## [PROBLEM]
Rescale the records from their start through the line containing "point(23, 269)", with both ends included. Reproduce every line, requests included, but multiply each point coordinate in the answers by 0.9 and round to whole numbers, rounding halves up.

[Named-object pointing records]
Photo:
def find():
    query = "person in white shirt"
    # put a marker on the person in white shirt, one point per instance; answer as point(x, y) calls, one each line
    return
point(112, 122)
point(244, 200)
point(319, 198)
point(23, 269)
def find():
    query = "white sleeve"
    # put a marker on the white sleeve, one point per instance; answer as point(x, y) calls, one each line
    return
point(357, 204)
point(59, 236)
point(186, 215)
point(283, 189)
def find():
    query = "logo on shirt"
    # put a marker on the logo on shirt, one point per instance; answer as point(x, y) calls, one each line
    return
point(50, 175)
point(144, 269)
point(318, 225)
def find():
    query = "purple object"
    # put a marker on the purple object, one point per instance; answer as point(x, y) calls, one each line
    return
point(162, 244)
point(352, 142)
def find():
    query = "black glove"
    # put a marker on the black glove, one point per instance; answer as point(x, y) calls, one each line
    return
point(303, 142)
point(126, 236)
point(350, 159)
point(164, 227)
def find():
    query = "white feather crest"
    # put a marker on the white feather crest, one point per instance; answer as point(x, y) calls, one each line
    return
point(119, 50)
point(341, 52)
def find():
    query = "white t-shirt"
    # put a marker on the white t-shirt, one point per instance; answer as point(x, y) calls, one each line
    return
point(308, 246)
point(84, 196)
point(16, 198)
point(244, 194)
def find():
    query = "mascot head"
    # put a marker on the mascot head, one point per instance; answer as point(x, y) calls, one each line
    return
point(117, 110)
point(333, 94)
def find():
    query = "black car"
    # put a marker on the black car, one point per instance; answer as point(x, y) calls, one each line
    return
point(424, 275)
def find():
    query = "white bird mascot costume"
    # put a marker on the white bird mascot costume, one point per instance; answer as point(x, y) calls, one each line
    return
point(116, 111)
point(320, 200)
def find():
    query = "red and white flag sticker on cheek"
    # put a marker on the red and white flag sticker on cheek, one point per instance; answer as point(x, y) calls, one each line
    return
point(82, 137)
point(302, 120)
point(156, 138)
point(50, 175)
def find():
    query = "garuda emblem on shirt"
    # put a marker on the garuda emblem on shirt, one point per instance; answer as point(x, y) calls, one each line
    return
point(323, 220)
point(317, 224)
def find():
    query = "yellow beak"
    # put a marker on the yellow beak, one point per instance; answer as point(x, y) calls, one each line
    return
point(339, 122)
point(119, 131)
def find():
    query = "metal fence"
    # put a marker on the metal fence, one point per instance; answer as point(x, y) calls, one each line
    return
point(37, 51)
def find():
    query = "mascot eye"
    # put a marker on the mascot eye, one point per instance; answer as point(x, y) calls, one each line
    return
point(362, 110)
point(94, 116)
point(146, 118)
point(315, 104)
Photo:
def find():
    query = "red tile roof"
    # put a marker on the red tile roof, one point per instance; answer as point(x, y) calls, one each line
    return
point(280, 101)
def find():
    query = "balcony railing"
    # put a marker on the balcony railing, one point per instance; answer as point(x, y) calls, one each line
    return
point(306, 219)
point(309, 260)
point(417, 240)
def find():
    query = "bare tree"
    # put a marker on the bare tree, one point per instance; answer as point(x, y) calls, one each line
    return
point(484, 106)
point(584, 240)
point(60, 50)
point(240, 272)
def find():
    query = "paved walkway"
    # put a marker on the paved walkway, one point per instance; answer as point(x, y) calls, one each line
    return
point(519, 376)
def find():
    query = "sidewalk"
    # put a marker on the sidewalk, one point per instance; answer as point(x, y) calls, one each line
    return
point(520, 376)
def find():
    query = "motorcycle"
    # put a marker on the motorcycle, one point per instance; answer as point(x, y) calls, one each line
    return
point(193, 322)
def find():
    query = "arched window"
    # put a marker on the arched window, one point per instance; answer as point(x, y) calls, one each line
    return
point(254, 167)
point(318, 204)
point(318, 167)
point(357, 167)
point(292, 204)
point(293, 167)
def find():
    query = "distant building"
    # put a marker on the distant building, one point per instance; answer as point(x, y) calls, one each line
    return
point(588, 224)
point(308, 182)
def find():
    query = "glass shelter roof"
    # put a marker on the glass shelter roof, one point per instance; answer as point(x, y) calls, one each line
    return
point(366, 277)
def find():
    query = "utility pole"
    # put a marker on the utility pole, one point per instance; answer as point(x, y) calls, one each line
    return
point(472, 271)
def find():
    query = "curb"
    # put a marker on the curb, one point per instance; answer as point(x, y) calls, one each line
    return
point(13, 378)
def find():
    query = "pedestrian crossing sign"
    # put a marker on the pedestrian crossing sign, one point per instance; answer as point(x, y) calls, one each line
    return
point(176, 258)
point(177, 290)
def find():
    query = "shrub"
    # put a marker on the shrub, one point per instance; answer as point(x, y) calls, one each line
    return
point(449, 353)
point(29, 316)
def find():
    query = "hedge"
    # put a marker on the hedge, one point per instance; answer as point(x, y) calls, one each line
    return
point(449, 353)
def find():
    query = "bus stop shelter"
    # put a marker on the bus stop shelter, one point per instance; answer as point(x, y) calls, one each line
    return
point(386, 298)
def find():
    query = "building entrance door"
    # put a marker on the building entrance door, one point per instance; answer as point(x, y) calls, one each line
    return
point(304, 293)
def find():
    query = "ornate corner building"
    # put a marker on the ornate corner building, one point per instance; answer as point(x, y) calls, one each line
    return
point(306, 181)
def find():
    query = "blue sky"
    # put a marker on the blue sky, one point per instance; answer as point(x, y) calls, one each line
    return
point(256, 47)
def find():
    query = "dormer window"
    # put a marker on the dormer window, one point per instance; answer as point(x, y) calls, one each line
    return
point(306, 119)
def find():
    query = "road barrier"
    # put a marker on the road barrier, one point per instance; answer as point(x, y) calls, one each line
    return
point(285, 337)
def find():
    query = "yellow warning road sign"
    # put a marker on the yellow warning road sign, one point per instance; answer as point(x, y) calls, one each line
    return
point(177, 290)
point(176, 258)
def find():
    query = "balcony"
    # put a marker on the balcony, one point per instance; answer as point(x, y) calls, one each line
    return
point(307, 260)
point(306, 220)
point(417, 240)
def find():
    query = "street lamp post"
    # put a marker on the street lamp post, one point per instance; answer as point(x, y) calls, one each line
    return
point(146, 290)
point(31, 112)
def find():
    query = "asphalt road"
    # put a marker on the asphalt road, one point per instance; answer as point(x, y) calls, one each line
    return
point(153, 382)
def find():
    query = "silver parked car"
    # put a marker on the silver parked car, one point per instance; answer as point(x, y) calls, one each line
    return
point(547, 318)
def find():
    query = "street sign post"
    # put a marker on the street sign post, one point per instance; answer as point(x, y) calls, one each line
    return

## [WORKED SOLUTION]
Photo:
def find():
    query = "person in white shirt"
    # put a marker on the person in white shirt, one point per instance; answer as point(x, y) calls, one each line
    return
point(101, 110)
point(220, 180)
point(287, 178)
point(21, 242)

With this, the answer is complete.